Excerpted data:
....

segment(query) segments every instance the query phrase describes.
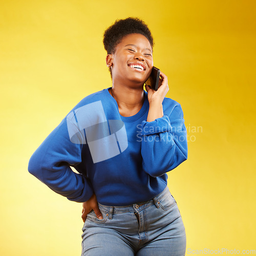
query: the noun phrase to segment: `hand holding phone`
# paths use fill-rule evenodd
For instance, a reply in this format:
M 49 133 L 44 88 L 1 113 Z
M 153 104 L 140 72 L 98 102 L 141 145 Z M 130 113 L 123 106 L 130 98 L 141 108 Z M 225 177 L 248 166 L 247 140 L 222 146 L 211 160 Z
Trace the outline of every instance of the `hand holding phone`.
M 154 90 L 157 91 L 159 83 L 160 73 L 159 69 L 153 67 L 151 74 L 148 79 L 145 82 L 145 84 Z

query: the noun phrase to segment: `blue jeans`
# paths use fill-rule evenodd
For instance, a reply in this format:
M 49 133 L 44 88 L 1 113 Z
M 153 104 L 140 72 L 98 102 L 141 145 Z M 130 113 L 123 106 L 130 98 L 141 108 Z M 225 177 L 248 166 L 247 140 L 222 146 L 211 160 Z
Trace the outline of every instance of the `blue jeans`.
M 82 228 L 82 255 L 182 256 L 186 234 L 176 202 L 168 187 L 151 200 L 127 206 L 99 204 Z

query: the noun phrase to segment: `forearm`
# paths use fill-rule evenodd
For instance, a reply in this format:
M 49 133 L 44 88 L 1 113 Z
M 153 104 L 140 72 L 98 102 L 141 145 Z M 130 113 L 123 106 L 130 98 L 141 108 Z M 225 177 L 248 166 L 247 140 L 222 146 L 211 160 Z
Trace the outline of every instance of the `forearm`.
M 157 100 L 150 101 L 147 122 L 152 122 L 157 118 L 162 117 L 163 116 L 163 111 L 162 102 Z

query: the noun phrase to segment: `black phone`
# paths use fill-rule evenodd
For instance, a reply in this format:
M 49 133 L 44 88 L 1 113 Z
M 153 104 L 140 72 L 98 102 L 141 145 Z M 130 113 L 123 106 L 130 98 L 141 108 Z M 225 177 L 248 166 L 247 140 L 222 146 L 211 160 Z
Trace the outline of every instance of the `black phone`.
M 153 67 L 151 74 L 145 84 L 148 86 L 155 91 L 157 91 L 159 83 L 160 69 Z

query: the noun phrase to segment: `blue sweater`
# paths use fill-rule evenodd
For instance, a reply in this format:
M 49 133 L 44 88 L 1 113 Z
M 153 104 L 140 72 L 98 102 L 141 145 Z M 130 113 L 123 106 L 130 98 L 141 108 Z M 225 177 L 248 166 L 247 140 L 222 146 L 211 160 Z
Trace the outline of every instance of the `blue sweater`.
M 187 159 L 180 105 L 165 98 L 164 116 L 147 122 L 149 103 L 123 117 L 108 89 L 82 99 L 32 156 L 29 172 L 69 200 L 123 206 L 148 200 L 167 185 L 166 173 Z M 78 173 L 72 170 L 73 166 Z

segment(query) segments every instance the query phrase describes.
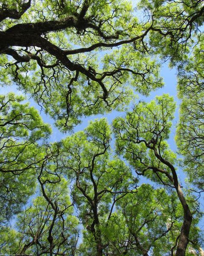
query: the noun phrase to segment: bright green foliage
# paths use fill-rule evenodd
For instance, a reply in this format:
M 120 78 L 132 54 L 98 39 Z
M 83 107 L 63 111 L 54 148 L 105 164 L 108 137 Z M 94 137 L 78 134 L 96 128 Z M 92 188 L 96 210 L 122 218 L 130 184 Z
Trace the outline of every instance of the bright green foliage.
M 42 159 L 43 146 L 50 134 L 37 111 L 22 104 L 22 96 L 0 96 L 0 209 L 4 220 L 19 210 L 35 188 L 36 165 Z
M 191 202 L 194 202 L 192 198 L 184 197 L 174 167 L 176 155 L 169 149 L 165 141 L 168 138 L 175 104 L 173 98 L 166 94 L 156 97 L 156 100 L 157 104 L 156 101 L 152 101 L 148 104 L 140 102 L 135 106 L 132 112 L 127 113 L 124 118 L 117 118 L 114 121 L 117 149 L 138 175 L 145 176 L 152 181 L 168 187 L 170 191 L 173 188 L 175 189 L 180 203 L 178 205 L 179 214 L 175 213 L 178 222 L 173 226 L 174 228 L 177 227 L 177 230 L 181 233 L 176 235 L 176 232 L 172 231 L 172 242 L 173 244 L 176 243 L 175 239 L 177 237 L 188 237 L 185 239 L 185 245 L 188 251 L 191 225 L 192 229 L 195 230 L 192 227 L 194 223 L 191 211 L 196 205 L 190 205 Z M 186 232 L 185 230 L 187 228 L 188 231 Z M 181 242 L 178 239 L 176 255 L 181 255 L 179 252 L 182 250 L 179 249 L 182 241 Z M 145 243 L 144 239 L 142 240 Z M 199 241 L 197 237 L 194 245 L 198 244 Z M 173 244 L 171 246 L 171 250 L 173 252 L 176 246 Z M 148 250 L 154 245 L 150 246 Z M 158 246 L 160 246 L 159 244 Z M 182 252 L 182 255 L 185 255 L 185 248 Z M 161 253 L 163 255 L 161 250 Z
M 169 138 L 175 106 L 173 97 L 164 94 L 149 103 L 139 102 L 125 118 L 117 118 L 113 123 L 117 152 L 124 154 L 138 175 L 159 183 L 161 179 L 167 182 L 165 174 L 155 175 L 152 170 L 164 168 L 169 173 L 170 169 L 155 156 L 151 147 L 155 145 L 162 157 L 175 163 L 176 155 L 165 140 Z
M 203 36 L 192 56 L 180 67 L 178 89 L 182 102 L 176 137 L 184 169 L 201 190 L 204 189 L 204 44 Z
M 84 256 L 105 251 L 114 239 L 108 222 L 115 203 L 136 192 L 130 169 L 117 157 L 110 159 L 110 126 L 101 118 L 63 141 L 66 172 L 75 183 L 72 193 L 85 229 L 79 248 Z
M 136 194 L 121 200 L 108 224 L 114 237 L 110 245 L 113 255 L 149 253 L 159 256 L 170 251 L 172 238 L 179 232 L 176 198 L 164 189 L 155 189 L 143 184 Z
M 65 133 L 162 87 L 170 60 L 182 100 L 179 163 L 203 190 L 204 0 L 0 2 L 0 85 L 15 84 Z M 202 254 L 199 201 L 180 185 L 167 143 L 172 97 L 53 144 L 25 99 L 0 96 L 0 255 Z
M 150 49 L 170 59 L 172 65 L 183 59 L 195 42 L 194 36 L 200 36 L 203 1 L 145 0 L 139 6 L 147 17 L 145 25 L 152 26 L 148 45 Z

....

Problem to solve: Repeat everything in the records precisely. Images are excluded from the copy.

Written response:
segment(query) segments every instance the query phrase describes.
query: the noun phrase to segment: `hand holding phone`
# paths use fill-rule evenodd
For instance, a reply in this format:
M 49 133 L 44 88 L 1 113 Z
M 153 104 L 140 72 L 98 102 L 141 145 Z M 130 113 L 123 106 L 130 98 L 141 108 Z M 225 177 L 248 166 L 247 140 L 222 146 L 211 160 Z
Trace the outline of every instance of the `hand holding phone`.
M 154 90 L 157 91 L 159 83 L 160 73 L 159 69 L 153 67 L 151 74 L 148 79 L 145 82 L 145 84 Z

query: the noun phrase to segment: `blue jeans`
# paths use fill-rule evenodd
For instance, a reply in this format:
M 49 133 L 44 88 L 1 113 Z
M 153 104 L 140 72 L 98 102 L 141 145 Z M 130 113 L 123 106 L 130 98 L 141 108 Z M 225 177 L 248 166 L 247 140 L 222 146 L 211 160 Z
Trace the outline of every instance of the `blue jeans`.
M 82 228 L 82 255 L 182 256 L 186 234 L 176 202 L 168 187 L 151 200 L 127 206 L 99 204 Z

query: the noun phrase to segment: `forearm`
# paths use fill-rule evenodd
For instance, a reply in this format:
M 49 133 L 44 88 L 1 113 Z
M 153 104 L 140 72 L 98 102 L 141 145 Z M 130 113 L 123 106 L 130 98 L 141 108 Z M 225 177 L 248 166 L 247 140 L 222 146 L 211 160 Z
Trace the outline of every instance of the `forearm`.
M 157 100 L 150 101 L 147 122 L 152 122 L 157 118 L 162 117 L 163 116 L 163 111 L 162 102 Z

query: the noun phrase to segment: `black phone`
# paths use fill-rule evenodd
For instance, a reply in this format:
M 49 133 L 44 88 L 1 113 Z
M 153 104 L 140 72 L 98 102 L 141 145 Z M 130 113 L 123 106 L 130 98 L 141 108 Z M 225 177 L 248 166 L 247 140 L 222 146 L 211 160 Z
Trace the outline of every instance of the `black phone`.
M 153 67 L 151 74 L 145 84 L 148 86 L 155 91 L 157 91 L 159 83 L 160 69 Z

query: the noun phrase to segment: `blue sweater`
# paths use fill-rule evenodd
For instance, a reply in this format:
M 49 133 L 44 88 L 1 113 Z
M 153 104 L 140 72 L 98 102 L 141 145 Z M 130 113 L 123 106 L 130 98 L 141 108 Z M 225 177 L 248 166 L 247 140 L 222 146 L 211 160 Z
Trace the outline of every instance of the `blue sweater`.
M 187 159 L 180 105 L 165 98 L 164 116 L 147 122 L 149 103 L 123 117 L 108 89 L 82 99 L 32 156 L 29 172 L 69 200 L 123 206 L 148 200 L 167 185 L 166 173 Z M 78 173 L 72 170 L 73 166 Z

segment(query) segments every instance the query phrase describes.
query: the noun phrase to segment: bright green foliage
# paths use fill-rule evenodd
For instance, a reply in this format:
M 120 78 L 132 54 L 98 39 Z
M 83 107 L 63 111 L 54 148 L 105 164 L 108 137 Z M 94 137 L 78 134 L 96 128 Z M 92 188 L 96 210 L 122 218 L 130 184 Z
Trace the outline of every instance of the bright green foliage.
M 42 159 L 43 146 L 50 134 L 37 111 L 22 104 L 22 96 L 0 96 L 0 209 L 4 220 L 19 210 L 35 188 L 36 165 Z
M 191 202 L 194 202 L 192 198 L 184 197 L 174 167 L 176 155 L 169 149 L 165 141 L 168 138 L 175 104 L 173 98 L 166 94 L 156 97 L 156 100 L 157 104 L 156 101 L 152 101 L 148 104 L 140 102 L 135 106 L 132 112 L 127 113 L 124 118 L 117 118 L 114 121 L 117 149 L 138 175 L 145 176 L 152 181 L 168 187 L 170 191 L 173 188 L 175 189 L 180 203 L 178 205 L 179 214 L 175 213 L 178 222 L 173 226 L 174 228 L 177 227 L 177 230 L 181 233 L 176 235 L 176 232 L 172 231 L 172 242 L 173 244 L 176 243 L 175 239 L 177 237 L 188 237 L 185 239 L 185 245 L 188 251 L 191 225 L 192 229 L 195 230 L 192 227 L 194 223 L 191 211 L 196 205 L 190 205 Z M 186 232 L 185 230 L 187 228 L 188 231 Z M 181 242 L 178 239 L 176 255 L 181 255 L 179 252 L 182 250 L 179 249 L 182 241 Z M 145 243 L 144 239 L 142 240 Z M 199 241 L 197 237 L 194 245 L 198 244 Z M 173 244 L 171 246 L 171 250 L 173 252 L 176 246 Z M 148 250 L 154 245 L 150 246 Z M 158 246 L 160 246 L 159 244 Z M 182 252 L 182 255 L 185 255 L 185 248 Z M 161 253 L 163 255 L 161 250 Z
M 169 138 L 175 106 L 173 97 L 164 94 L 149 103 L 139 102 L 125 118 L 117 118 L 113 123 L 117 152 L 124 154 L 138 175 L 159 183 L 161 179 L 167 182 L 165 174 L 155 175 L 152 170 L 164 168 L 169 173 L 170 169 L 155 156 L 151 147 L 155 145 L 162 157 L 175 163 L 176 155 L 165 140 Z
M 203 36 L 192 56 L 180 67 L 178 89 L 182 102 L 176 137 L 184 169 L 201 190 L 204 189 L 204 44 Z
M 84 256 L 105 251 L 114 239 L 108 222 L 115 203 L 136 192 L 130 169 L 117 157 L 110 159 L 110 126 L 101 118 L 63 141 L 66 172 L 75 183 L 72 193 L 85 229 L 79 248 Z
M 136 194 L 121 200 L 108 224 L 114 237 L 110 245 L 113 255 L 149 253 L 159 256 L 170 251 L 172 238 L 179 232 L 176 198 L 164 189 L 155 189 L 143 184 Z
M 65 133 L 162 87 L 170 60 L 182 100 L 179 163 L 203 190 L 204 0 L 0 2 L 0 85 L 15 84 Z M 202 254 L 199 201 L 180 185 L 167 143 L 172 97 L 53 144 L 25 99 L 0 96 L 0 255 Z
M 150 49 L 170 59 L 172 65 L 183 59 L 195 42 L 194 36 L 200 36 L 203 1 L 145 0 L 139 6 L 147 17 L 145 25 L 152 26 L 148 45 Z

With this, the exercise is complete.